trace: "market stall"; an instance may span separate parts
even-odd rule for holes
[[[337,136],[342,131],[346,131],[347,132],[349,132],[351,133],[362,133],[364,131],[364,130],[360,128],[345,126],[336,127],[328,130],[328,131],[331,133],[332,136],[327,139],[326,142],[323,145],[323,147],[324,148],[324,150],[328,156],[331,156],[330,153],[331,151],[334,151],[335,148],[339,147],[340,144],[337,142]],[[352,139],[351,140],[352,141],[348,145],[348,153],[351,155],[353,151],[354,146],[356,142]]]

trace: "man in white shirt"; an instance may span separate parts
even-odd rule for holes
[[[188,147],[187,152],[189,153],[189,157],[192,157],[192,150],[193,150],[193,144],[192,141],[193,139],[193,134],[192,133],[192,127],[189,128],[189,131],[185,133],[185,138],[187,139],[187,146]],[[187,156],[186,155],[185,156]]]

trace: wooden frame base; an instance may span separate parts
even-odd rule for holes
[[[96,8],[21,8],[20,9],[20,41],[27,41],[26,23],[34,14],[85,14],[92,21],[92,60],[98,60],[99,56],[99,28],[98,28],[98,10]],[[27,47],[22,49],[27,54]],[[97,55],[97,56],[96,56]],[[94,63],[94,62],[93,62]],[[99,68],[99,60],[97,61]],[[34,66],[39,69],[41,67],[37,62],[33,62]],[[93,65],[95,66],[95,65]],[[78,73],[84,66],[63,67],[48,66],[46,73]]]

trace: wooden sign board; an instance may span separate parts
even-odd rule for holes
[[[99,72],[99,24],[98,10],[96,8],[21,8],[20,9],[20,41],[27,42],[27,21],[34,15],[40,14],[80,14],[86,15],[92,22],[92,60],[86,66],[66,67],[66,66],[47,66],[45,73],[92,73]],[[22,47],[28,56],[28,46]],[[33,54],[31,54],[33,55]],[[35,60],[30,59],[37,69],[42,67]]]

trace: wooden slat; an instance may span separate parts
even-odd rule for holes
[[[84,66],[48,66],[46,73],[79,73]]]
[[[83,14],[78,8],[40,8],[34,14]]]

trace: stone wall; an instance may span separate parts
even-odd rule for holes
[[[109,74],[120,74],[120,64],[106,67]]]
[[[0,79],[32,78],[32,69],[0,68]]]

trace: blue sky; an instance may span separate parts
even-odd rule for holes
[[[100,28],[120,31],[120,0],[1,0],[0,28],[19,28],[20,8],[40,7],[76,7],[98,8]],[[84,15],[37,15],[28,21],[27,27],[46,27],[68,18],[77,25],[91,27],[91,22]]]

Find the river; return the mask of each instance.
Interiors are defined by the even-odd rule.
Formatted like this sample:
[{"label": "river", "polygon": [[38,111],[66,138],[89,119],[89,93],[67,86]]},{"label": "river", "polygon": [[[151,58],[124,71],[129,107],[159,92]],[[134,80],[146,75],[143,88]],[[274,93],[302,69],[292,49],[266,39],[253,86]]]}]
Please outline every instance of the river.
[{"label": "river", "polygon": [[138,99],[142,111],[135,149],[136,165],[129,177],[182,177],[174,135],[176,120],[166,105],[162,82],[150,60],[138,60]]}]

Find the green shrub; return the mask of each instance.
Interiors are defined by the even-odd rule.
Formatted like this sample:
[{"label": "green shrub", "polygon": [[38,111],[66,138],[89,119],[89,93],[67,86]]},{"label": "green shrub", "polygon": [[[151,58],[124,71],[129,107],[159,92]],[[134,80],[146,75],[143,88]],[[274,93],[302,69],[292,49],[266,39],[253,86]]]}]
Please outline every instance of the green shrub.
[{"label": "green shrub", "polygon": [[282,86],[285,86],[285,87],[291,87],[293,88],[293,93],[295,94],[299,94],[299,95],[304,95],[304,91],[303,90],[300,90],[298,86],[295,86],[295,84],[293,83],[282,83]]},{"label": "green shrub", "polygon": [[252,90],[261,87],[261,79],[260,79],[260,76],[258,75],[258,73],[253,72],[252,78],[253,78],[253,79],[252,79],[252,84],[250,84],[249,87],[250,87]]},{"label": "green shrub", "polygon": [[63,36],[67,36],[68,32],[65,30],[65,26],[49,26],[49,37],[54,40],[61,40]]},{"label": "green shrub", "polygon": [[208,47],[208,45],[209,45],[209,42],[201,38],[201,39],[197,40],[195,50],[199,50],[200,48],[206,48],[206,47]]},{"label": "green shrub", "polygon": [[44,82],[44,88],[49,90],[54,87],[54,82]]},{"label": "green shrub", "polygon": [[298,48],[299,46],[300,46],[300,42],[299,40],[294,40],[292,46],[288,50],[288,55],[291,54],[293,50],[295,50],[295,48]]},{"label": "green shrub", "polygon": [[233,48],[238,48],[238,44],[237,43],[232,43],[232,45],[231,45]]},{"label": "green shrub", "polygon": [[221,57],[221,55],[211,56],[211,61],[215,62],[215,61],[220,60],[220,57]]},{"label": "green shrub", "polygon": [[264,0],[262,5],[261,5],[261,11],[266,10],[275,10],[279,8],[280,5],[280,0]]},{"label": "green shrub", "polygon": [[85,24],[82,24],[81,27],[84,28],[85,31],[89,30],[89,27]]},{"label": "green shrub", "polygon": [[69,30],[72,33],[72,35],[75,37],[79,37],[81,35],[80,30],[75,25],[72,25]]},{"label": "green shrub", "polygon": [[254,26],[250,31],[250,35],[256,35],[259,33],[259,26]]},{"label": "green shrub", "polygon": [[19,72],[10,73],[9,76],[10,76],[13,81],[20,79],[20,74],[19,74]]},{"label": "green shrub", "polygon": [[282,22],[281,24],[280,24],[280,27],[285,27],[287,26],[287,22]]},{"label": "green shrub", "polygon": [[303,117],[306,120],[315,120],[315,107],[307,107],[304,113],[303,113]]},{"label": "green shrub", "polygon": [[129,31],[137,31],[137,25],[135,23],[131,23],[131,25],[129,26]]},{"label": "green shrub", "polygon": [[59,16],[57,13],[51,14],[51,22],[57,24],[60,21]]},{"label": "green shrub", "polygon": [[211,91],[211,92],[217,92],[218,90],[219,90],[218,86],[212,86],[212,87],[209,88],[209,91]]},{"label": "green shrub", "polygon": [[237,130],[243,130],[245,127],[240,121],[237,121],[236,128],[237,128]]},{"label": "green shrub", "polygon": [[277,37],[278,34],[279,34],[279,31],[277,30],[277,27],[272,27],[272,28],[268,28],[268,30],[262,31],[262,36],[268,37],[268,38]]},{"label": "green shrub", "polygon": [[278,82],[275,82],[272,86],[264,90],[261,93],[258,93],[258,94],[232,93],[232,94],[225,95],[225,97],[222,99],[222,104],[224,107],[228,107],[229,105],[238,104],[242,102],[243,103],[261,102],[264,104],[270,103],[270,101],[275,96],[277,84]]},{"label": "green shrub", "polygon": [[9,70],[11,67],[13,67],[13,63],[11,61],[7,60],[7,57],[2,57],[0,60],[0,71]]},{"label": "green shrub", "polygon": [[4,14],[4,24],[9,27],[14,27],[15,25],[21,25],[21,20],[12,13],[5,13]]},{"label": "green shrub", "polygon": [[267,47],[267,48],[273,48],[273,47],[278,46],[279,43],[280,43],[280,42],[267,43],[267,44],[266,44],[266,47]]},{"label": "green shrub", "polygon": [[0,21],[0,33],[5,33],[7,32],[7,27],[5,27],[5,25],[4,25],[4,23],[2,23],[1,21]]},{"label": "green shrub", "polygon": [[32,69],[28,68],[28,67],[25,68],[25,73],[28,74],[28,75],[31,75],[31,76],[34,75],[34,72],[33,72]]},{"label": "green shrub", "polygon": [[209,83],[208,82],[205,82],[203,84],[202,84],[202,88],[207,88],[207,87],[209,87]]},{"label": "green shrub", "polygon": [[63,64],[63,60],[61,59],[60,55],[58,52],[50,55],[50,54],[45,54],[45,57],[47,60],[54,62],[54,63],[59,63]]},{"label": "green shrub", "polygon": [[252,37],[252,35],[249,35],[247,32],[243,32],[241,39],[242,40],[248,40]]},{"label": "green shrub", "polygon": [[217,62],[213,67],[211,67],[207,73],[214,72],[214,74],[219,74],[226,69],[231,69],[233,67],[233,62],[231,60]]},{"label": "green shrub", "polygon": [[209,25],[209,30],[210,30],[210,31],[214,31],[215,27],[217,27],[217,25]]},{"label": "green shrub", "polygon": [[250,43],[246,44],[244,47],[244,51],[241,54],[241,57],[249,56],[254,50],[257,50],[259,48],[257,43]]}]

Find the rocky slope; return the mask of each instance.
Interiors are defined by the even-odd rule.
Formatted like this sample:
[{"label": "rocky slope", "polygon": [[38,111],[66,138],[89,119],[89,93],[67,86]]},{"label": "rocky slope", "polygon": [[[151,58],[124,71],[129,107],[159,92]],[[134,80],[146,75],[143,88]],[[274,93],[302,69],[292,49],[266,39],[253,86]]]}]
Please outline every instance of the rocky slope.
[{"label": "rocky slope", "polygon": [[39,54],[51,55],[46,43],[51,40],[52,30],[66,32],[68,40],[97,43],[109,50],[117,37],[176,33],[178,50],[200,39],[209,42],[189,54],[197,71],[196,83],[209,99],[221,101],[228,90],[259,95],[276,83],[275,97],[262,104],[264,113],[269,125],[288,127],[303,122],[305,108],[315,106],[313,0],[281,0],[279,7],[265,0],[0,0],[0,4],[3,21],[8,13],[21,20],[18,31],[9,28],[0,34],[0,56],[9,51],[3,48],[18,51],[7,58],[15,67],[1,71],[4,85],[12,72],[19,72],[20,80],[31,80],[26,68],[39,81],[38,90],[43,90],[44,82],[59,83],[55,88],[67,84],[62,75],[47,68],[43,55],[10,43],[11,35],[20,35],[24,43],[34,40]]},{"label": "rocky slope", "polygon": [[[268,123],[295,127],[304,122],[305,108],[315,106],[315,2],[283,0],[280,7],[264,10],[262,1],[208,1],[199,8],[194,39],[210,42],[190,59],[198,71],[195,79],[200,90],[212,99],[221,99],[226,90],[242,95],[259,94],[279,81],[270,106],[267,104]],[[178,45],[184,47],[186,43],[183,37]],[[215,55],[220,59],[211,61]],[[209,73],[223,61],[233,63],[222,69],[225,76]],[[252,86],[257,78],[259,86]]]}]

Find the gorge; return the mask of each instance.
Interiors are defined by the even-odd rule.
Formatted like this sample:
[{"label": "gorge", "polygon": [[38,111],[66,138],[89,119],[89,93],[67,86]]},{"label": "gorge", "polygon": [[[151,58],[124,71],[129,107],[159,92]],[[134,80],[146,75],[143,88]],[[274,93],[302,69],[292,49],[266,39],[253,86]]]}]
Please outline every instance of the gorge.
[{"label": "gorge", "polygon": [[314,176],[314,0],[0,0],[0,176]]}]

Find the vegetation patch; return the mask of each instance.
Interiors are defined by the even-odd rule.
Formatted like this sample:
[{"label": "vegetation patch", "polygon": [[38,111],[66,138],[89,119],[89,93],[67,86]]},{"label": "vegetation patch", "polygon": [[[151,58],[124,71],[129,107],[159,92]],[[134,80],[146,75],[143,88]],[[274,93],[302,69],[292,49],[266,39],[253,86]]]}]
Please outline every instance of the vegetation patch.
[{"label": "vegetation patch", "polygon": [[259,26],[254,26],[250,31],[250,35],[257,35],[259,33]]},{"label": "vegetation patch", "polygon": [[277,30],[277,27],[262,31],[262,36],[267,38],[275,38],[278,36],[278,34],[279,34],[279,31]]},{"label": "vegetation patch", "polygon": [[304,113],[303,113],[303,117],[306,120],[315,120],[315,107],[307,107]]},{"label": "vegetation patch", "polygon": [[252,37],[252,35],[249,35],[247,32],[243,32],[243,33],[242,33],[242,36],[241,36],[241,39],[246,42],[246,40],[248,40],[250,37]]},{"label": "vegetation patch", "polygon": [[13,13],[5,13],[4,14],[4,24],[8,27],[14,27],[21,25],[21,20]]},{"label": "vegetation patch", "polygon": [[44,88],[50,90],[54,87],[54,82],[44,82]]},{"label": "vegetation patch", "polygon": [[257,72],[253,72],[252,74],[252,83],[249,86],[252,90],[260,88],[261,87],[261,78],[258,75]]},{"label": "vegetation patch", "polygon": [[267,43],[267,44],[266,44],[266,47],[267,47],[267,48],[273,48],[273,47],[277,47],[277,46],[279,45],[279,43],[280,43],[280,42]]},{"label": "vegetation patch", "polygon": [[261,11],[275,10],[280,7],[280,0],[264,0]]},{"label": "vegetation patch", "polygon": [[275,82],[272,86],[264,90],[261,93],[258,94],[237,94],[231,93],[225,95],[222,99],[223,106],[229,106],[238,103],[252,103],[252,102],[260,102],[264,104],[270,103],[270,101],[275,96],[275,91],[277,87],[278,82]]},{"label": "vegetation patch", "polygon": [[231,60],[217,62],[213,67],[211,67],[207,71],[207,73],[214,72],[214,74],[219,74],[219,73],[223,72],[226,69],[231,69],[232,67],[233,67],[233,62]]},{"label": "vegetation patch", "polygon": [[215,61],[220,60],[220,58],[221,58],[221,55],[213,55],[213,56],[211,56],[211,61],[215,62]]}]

## Written instruction
Give the lines above as a numbered list, everything from the line containing "Find the vegetation" down to the line containing "Please outline every instance of the vegetation", with blank lines left out.

## Worked answer
1. Find the vegetation patch; return the mask of each instance.
2. Interiors are defined by the even-odd rule.
3. Formatted like this sample:
4. [{"label": "vegetation patch", "polygon": [[38,111],[66,138],[89,119],[89,93],[67,86]]},{"label": "vegetation patch", "polygon": [[[151,58],[124,71],[129,107],[159,92]],[[134,80],[146,75],[143,88]],[[274,93],[302,69],[292,49],[266,39],[253,86]]]}]
5. Please outline every instance of the vegetation patch.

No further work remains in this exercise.